Task data:
——————

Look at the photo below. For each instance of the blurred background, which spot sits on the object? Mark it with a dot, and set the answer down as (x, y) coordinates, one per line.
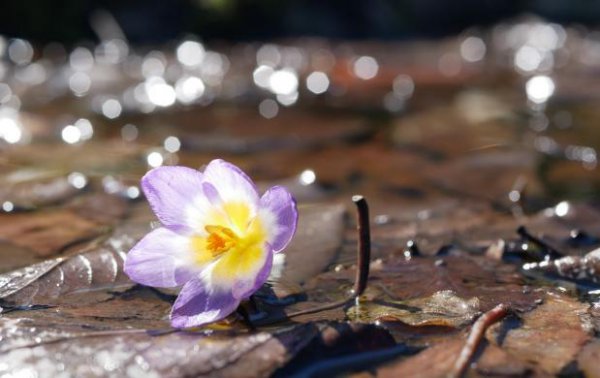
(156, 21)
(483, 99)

——————

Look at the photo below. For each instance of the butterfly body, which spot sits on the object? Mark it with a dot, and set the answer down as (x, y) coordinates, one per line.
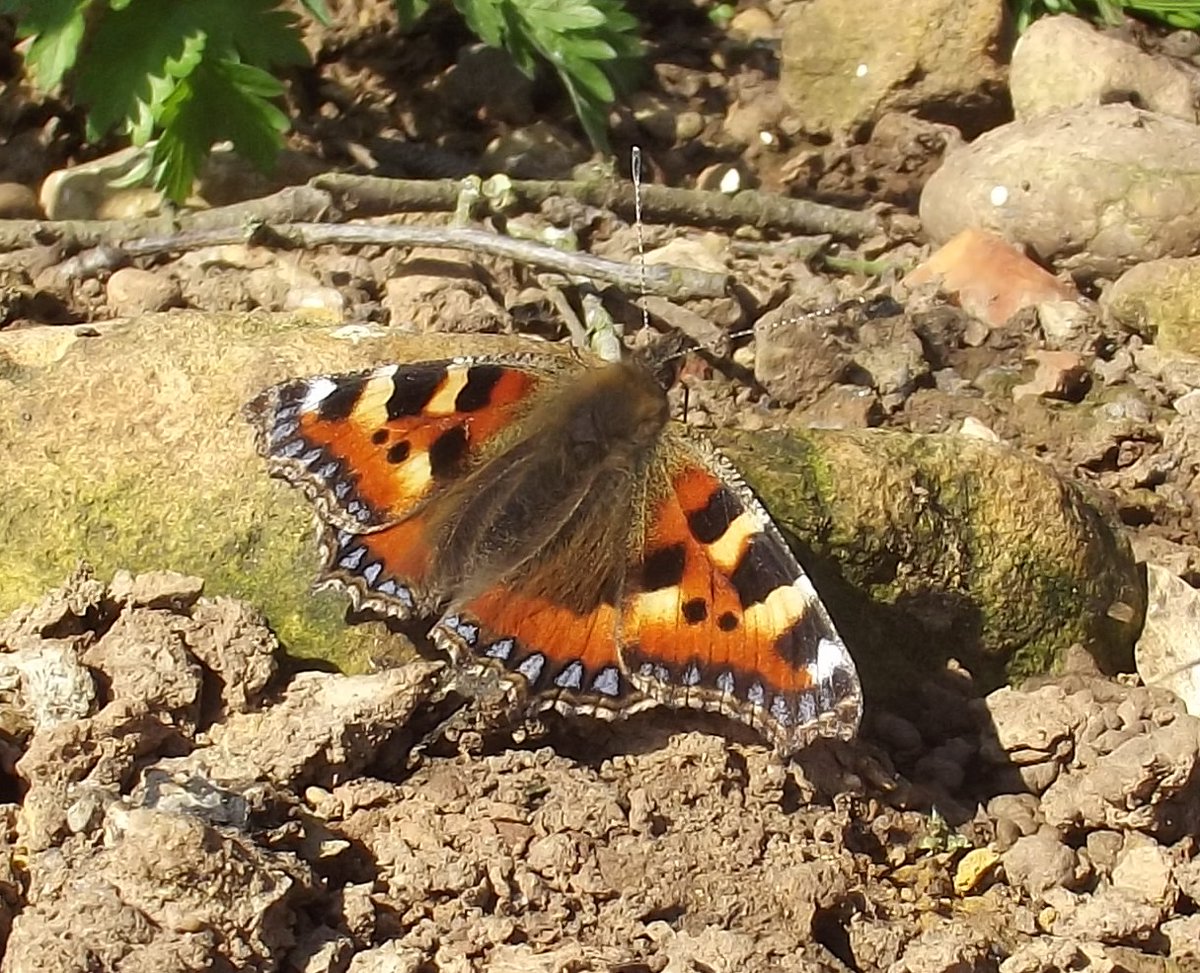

——————

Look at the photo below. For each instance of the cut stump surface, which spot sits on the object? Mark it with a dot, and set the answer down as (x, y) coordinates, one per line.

——————

Work to complete: Counting the lines of the records above, how many contain the word "each"? Reply with the number alone.

Response for this exercise: 3